Entries taken from a collection:
----
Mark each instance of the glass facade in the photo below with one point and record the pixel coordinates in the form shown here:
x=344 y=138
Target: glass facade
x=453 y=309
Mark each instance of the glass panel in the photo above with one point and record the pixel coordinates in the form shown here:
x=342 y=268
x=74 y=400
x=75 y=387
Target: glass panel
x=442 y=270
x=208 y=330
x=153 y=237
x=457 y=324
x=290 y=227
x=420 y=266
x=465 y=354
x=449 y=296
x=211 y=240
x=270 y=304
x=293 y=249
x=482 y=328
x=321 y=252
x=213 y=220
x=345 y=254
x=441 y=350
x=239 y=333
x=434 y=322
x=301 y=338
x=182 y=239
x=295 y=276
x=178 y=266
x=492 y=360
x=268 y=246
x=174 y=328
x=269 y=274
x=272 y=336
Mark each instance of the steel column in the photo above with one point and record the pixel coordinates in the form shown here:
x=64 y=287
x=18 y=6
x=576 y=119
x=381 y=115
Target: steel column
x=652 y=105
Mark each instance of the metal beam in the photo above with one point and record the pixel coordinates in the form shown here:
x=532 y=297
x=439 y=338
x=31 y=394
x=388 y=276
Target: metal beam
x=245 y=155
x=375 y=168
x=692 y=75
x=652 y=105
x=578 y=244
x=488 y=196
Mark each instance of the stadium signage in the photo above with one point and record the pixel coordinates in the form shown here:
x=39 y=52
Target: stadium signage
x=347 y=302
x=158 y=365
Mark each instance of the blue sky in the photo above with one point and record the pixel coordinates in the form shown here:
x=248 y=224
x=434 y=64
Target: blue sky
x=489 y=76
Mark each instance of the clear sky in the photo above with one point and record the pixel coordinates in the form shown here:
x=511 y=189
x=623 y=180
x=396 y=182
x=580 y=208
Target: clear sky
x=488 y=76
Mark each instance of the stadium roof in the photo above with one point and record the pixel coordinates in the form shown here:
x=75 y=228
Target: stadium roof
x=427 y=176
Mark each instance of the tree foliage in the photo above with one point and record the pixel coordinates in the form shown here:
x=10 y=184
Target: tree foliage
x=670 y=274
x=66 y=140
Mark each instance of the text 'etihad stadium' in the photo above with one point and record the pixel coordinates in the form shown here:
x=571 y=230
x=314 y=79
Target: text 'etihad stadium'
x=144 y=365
----
== EXERCISE DIRECTIONS ==
Give an exact repetition of all the material.

== THE REPLY ==
Mark each instance of the glass facade in the photo below with one point and record the pixel coordinates in the form shown here:
x=344 y=138
Target: glass facade
x=453 y=309
Mark each instance of the glass panel in the photo above with one point and record the pixel coordinates in the form shown here:
x=342 y=268
x=74 y=400
x=75 y=387
Target: glass panel
x=442 y=270
x=208 y=330
x=153 y=237
x=457 y=324
x=290 y=227
x=420 y=266
x=465 y=354
x=449 y=296
x=211 y=240
x=270 y=304
x=293 y=249
x=482 y=328
x=321 y=252
x=213 y=220
x=345 y=254
x=441 y=350
x=239 y=333
x=434 y=322
x=301 y=338
x=182 y=239
x=295 y=276
x=178 y=266
x=492 y=360
x=268 y=246
x=174 y=328
x=269 y=274
x=272 y=336
Mark each instance of the steel column in the photo above with one point and record the pixel coordinates in the form shown here:
x=64 y=287
x=18 y=6
x=576 y=119
x=381 y=115
Target: steel column
x=652 y=105
Mark each instance of the metal beam in the photo above with one point and record the pixel coordinates in the form shown here:
x=532 y=297
x=439 y=338
x=31 y=394
x=388 y=276
Target: metal beam
x=245 y=155
x=375 y=168
x=692 y=75
x=652 y=105
x=578 y=244
x=488 y=196
Mark each instance of the stadium signage in the photo above with one point and record the pixel coordinates in the form shown here:
x=39 y=52
Target: stadium signage
x=347 y=302
x=158 y=365
Mark each instance of the blue sky in the photo above with one point and record the pixel coordinates in the form shown here:
x=248 y=224
x=434 y=64
Target: blue sky
x=489 y=76
Mark each instance of the clear sky in the photo above with one point and record the pixel coordinates in the form shown here:
x=511 y=189
x=623 y=180
x=396 y=182
x=580 y=208
Target: clear sky
x=488 y=76
Mark each instance of the stadium roof in the photo above with one point and record the pixel coordinates in the form shown here:
x=75 y=228
Target: stadium roof
x=427 y=176
Mark each instance of the tree foliage in the photo above with one point and record the pixel coordinates in the form shown here:
x=10 y=184
Target: tree foliage
x=670 y=274
x=66 y=140
Mark each instance of the text 'etihad stadium' in the photo above with one point and record the pixel coordinates in the form shown here:
x=571 y=230
x=314 y=79
Target: text 'etihad stadium'
x=144 y=365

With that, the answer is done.